- _WHAT TO DO_
Repeat the entries below exactly as they appear, with no pictures.

=== Begin Enclosure ===

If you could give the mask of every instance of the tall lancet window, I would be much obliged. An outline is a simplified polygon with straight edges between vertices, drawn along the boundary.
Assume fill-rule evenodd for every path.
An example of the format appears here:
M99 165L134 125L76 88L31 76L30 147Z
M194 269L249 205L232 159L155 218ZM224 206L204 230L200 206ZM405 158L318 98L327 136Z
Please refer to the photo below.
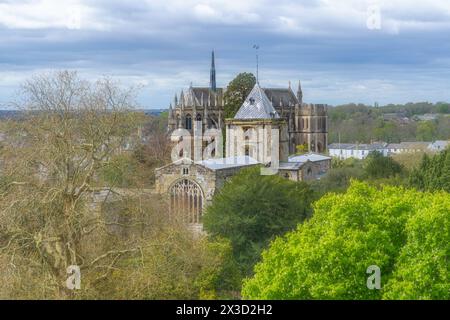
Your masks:
M185 128L187 130L191 130L192 129L192 117L191 117L190 114L186 115Z

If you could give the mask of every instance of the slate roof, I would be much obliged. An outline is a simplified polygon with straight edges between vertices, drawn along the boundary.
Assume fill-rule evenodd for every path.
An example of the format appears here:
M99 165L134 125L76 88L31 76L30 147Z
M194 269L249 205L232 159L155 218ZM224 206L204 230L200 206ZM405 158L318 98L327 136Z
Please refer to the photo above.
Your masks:
M390 143L387 145L386 149L412 149L412 150L426 149L430 144L431 142L422 142L422 141Z
M293 106L298 103L298 99L291 89L278 89L278 88L264 88L269 101L272 102L274 107L280 105L280 101L283 106Z
M342 149L342 150L380 150L386 148L386 143L332 143L328 149Z
M249 156L236 156L227 158L215 158L198 161L196 164L202 165L211 170L222 170L236 167L244 167L259 164L259 162Z
M217 96L217 105L216 105ZM180 95L180 103L183 102L186 106L209 106L220 107L223 104L223 89L217 88L216 92L212 92L208 87L190 87L186 92Z
M306 162L280 162L280 170L299 170Z
M278 119L278 112L273 107L259 84L255 84L245 99L234 119Z
M306 153L306 154L302 154L302 155L298 155L298 156L296 156L296 155L290 156L288 159L288 162L305 163L307 161L317 162L317 161L324 161L324 160L331 160L331 157L324 156L324 155L318 154L318 153Z
M428 149L431 150L444 150L450 146L450 141L437 140L428 146Z

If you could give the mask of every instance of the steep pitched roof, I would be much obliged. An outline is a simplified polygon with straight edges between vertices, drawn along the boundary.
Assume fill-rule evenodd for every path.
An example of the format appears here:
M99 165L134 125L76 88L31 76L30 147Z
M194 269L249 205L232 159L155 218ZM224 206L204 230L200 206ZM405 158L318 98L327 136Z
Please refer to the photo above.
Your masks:
M297 97L290 88L264 88L263 90L275 107L280 105L280 101L283 106L291 106L298 103Z
M278 119L280 116L259 84L255 84L235 119Z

=== End Enclosure ===

- _RESPONSE_
If you could give the mask of every instance of the tall lancet window, I would be much obliged. An outline is a simplified polygon with straight edges between vertices, drawn along the boundary.
Assume fill-rule evenodd for every path.
An example of the format appears here:
M99 165L134 125L76 88L31 76L30 147Z
M194 269L249 205L232 159L155 218ZM224 206L204 230L200 206ZM405 158L318 98L327 136Z
Please refer to the photo below.
Your masks:
M185 128L187 130L191 130L192 129L192 117L191 117L190 114L186 115Z

If you could give the mask of every instance of the slate roof, I would be much obliged. An outline is a simplified polygon with straight edges between vertices, drawn along the boundary.
Assume fill-rule evenodd for every path.
An example of the format appears here:
M99 165L134 125L76 88L31 76L30 147Z
M194 269L249 205L232 159L155 218ZM224 206L204 230L200 206ZM405 158L318 98L327 136Z
Please refer to the photo above.
Your masks:
M390 143L387 145L386 149L412 149L412 150L426 149L430 144L431 142L422 142L422 141Z
M293 106L298 103L298 99L291 89L278 89L278 88L264 88L269 101L272 102L274 107L280 105L280 101L283 106Z
M342 149L342 150L380 150L386 148L386 143L332 143L328 149Z
M249 156L236 156L227 158L215 158L198 161L196 164L202 165L211 170L222 170L236 167L244 167L259 164L259 162Z
M217 96L217 105L216 105ZM180 95L180 103L183 102L186 106L209 106L220 107L223 104L223 89L217 88L216 92L212 92L208 87L190 87L186 92Z
M306 162L280 162L280 170L299 170Z
M278 119L278 112L273 107L259 84L255 84L245 99L234 119Z
M306 153L306 154L302 154L302 155L298 155L298 156L296 156L296 155L290 156L288 159L288 162L305 163L307 161L317 162L317 161L324 161L324 160L331 160L331 157L324 156L324 155L318 154L318 153Z
M428 149L431 150L444 150L450 146L450 141L437 140L428 146Z

If you could give the mask of every instance of the steep pitched roof, I would be much obliged. An outline is a simplified polygon with straight edges between vertices, drawn along the boundary.
Assume fill-rule evenodd for every path.
An example of the format appears here:
M99 165L134 125L76 88L31 76L30 147Z
M194 269L249 205L232 159L155 218ZM224 206L204 230L200 206ZM405 158L318 98L327 136Z
Please refer to the photo above.
Your masks:
M297 97L290 88L264 88L263 90L275 107L280 105L280 101L283 106L291 106L298 103Z
M278 119L280 116L259 84L255 84L235 119Z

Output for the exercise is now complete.